## What is asked
What follows is a listing; give it again exactly, in its entirety.

[Point annotation records]

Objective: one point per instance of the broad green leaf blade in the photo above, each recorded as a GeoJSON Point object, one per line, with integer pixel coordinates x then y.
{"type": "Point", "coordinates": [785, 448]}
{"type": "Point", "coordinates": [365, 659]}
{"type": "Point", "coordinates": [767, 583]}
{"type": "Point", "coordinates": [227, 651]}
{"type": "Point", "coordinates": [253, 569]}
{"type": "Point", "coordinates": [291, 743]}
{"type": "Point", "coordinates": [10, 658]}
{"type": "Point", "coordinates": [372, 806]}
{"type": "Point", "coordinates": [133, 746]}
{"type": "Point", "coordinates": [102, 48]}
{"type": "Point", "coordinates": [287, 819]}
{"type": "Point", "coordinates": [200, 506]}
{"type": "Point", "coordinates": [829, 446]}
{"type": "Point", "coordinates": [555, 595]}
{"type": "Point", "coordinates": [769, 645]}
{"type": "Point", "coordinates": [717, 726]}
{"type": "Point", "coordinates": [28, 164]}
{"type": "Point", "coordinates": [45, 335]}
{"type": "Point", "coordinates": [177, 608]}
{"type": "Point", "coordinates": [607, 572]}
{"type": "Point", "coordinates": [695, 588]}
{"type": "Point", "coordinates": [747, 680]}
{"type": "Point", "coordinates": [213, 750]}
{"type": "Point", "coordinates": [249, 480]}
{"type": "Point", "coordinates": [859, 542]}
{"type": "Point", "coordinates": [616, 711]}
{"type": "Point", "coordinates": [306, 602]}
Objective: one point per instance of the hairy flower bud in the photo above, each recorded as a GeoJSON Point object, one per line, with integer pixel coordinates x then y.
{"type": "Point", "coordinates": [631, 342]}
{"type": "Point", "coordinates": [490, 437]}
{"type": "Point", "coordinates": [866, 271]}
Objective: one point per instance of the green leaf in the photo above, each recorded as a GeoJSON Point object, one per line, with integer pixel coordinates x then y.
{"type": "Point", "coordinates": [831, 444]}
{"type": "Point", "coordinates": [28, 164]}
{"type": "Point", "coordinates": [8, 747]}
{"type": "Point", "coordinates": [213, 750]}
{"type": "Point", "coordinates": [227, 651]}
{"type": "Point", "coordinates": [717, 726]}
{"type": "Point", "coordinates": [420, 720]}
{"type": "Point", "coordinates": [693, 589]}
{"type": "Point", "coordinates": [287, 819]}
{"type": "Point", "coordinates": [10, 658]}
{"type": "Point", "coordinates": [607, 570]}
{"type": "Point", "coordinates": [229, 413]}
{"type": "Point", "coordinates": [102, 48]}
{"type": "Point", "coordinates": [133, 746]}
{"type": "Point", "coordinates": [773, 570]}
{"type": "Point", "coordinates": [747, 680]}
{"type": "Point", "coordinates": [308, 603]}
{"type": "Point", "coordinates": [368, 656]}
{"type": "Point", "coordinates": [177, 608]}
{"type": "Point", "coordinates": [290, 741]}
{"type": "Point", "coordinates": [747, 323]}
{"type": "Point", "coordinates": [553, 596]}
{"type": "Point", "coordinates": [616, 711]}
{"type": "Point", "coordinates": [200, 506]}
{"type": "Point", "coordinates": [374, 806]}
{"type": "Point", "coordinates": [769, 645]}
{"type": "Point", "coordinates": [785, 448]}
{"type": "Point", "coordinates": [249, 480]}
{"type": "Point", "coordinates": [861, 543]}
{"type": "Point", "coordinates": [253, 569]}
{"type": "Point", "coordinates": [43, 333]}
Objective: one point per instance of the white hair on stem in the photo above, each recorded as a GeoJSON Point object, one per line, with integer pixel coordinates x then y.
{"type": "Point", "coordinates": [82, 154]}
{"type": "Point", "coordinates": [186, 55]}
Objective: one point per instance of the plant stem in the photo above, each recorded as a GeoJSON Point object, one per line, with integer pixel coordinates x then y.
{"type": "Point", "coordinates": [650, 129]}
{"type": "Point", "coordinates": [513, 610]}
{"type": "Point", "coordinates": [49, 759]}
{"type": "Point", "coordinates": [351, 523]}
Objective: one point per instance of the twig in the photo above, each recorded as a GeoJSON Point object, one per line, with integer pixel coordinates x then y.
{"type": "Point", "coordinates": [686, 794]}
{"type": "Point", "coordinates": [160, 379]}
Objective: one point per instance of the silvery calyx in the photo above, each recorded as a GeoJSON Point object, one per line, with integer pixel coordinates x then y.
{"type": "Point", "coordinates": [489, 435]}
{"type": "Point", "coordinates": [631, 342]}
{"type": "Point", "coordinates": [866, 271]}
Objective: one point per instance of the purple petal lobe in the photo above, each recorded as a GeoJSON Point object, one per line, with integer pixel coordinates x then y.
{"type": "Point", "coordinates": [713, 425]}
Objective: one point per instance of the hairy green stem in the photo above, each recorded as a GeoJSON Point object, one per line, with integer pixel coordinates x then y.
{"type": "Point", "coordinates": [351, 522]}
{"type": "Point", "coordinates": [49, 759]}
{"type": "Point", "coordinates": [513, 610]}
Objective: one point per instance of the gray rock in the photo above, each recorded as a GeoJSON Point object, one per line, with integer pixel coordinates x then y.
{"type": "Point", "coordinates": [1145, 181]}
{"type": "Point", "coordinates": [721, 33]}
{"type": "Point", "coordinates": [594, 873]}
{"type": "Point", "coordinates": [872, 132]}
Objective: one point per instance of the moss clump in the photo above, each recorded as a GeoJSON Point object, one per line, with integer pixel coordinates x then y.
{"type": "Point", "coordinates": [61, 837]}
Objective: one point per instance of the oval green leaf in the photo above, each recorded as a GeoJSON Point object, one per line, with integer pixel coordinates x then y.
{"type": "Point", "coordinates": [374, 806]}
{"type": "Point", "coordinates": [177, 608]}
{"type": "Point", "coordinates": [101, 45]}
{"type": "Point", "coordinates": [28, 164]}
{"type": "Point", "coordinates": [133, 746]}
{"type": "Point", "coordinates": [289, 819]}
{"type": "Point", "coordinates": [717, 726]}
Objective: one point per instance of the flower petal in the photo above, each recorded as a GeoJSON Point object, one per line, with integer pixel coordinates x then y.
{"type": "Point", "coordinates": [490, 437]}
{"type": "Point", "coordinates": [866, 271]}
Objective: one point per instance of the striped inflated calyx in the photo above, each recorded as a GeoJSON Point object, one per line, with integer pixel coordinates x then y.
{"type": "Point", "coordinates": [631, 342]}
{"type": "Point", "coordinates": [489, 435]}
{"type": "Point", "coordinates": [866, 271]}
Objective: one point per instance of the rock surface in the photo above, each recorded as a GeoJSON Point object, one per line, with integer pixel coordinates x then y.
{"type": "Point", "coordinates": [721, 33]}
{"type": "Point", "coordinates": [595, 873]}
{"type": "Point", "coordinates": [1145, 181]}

## Written response
Objective: one point per instance of the broad green leaf blade in the photo above, each recorded as a GeoJSON Point object, one per line, with integer pixel coordinates x then y.
{"type": "Point", "coordinates": [785, 448]}
{"type": "Point", "coordinates": [365, 659]}
{"type": "Point", "coordinates": [767, 583]}
{"type": "Point", "coordinates": [227, 651]}
{"type": "Point", "coordinates": [253, 569]}
{"type": "Point", "coordinates": [291, 743]}
{"type": "Point", "coordinates": [10, 658]}
{"type": "Point", "coordinates": [372, 806]}
{"type": "Point", "coordinates": [133, 746]}
{"type": "Point", "coordinates": [102, 48]}
{"type": "Point", "coordinates": [287, 819]}
{"type": "Point", "coordinates": [200, 506]}
{"type": "Point", "coordinates": [829, 446]}
{"type": "Point", "coordinates": [555, 595]}
{"type": "Point", "coordinates": [769, 645]}
{"type": "Point", "coordinates": [717, 726]}
{"type": "Point", "coordinates": [28, 164]}
{"type": "Point", "coordinates": [45, 335]}
{"type": "Point", "coordinates": [177, 608]}
{"type": "Point", "coordinates": [607, 572]}
{"type": "Point", "coordinates": [695, 588]}
{"type": "Point", "coordinates": [747, 680]}
{"type": "Point", "coordinates": [213, 750]}
{"type": "Point", "coordinates": [249, 480]}
{"type": "Point", "coordinates": [859, 542]}
{"type": "Point", "coordinates": [616, 711]}
{"type": "Point", "coordinates": [306, 602]}
Objective: one point per instance of the hairy flower bud in the photo above, each recorded as a GeoJSON Point object, one per line, with integer pixel coordinates x then y.
{"type": "Point", "coordinates": [631, 342]}
{"type": "Point", "coordinates": [490, 437]}
{"type": "Point", "coordinates": [866, 271]}
Objective: one point per instance of the green leaf in the photo above, each recorded as a GeoJSON Point object, one per line, with integer pixel coordinates x then y.
{"type": "Point", "coordinates": [831, 444]}
{"type": "Point", "coordinates": [28, 164]}
{"type": "Point", "coordinates": [8, 747]}
{"type": "Point", "coordinates": [213, 750]}
{"type": "Point", "coordinates": [227, 651]}
{"type": "Point", "coordinates": [717, 726]}
{"type": "Point", "coordinates": [420, 720]}
{"type": "Point", "coordinates": [693, 589]}
{"type": "Point", "coordinates": [287, 819]}
{"type": "Point", "coordinates": [10, 658]}
{"type": "Point", "coordinates": [607, 570]}
{"type": "Point", "coordinates": [229, 413]}
{"type": "Point", "coordinates": [102, 48]}
{"type": "Point", "coordinates": [133, 746]}
{"type": "Point", "coordinates": [773, 570]}
{"type": "Point", "coordinates": [747, 680]}
{"type": "Point", "coordinates": [308, 603]}
{"type": "Point", "coordinates": [368, 656]}
{"type": "Point", "coordinates": [177, 608]}
{"type": "Point", "coordinates": [290, 741]}
{"type": "Point", "coordinates": [747, 323]}
{"type": "Point", "coordinates": [553, 596]}
{"type": "Point", "coordinates": [616, 711]}
{"type": "Point", "coordinates": [200, 506]}
{"type": "Point", "coordinates": [374, 806]}
{"type": "Point", "coordinates": [769, 645]}
{"type": "Point", "coordinates": [785, 448]}
{"type": "Point", "coordinates": [249, 480]}
{"type": "Point", "coordinates": [861, 543]}
{"type": "Point", "coordinates": [253, 569]}
{"type": "Point", "coordinates": [43, 333]}
Objective: one point per instance of the white hair on stem in the photo above, each recorded as a GeoJSON Point object, one per line, with integer pixel coordinates x then y.
{"type": "Point", "coordinates": [82, 154]}
{"type": "Point", "coordinates": [186, 55]}
Objective: one point per instance of the plant stem in the photo above, each recorded as a GeoJSON Point object, one per line, with integer pixel coordinates x then y.
{"type": "Point", "coordinates": [650, 129]}
{"type": "Point", "coordinates": [513, 610]}
{"type": "Point", "coordinates": [49, 759]}
{"type": "Point", "coordinates": [351, 523]}
Objective: one point per instance of the twig in the photo above, each recorded as a GeoJSON Point object, one per line, with integer pixel coordinates x then y.
{"type": "Point", "coordinates": [686, 794]}
{"type": "Point", "coordinates": [160, 379]}
Objective: one point per instance of the silvery calyx in the photo above, each recorded as a GeoJSON Point object, one per line, with integer pixel coordinates x then y.
{"type": "Point", "coordinates": [489, 435]}
{"type": "Point", "coordinates": [631, 342]}
{"type": "Point", "coordinates": [866, 271]}
Objective: one point per instance of the purple petal lobe in the photo above, each recorded as a GeoJSON Point object, one per line, with integer pixel coordinates x then y.
{"type": "Point", "coordinates": [713, 425]}
Objective: one point per instance of the hairy green stem in the photo above, each recorded as a GeoJSON Point object, one per line, with integer pixel coordinates x then y.
{"type": "Point", "coordinates": [351, 522]}
{"type": "Point", "coordinates": [49, 759]}
{"type": "Point", "coordinates": [513, 610]}
Objective: one point per instance of the gray rock in the photo above, each recorded as a GeoJSON Point object, one per line, with integer pixel coordinates x then y.
{"type": "Point", "coordinates": [1145, 181]}
{"type": "Point", "coordinates": [721, 33]}
{"type": "Point", "coordinates": [594, 873]}
{"type": "Point", "coordinates": [872, 132]}
Objective: one point per instance of the moss clump in the photo above, each recorded as a GeoJSON Point object, one per line, with integer pixel coordinates x then y.
{"type": "Point", "coordinates": [61, 837]}
Objective: one point per instance of the oval green leaf in the photo above, each recorded as a GeoJSON Point object, one per line, with integer pixel coordinates x then y.
{"type": "Point", "coordinates": [374, 806]}
{"type": "Point", "coordinates": [177, 608]}
{"type": "Point", "coordinates": [101, 45]}
{"type": "Point", "coordinates": [28, 164]}
{"type": "Point", "coordinates": [133, 746]}
{"type": "Point", "coordinates": [289, 819]}
{"type": "Point", "coordinates": [717, 726]}
Objective: one point per instance of the flower petal in the photo above, each recorded as a GeoJSON Point object, one per line, with integer pixel coordinates x then y.
{"type": "Point", "coordinates": [490, 437]}
{"type": "Point", "coordinates": [866, 271]}
Objective: one point per instance of the striped inflated calyx in the photo above, each recorded as a GeoJSON Point object, one per line, with integer pixel coordinates x then y.
{"type": "Point", "coordinates": [631, 342]}
{"type": "Point", "coordinates": [489, 435]}
{"type": "Point", "coordinates": [866, 271]}
Objective: one point per instance of the rock surface in the photo above, each recorded as a GeoJSON Point object, one per line, with integer pixel coordinates x then y.
{"type": "Point", "coordinates": [721, 33]}
{"type": "Point", "coordinates": [595, 873]}
{"type": "Point", "coordinates": [1145, 181]}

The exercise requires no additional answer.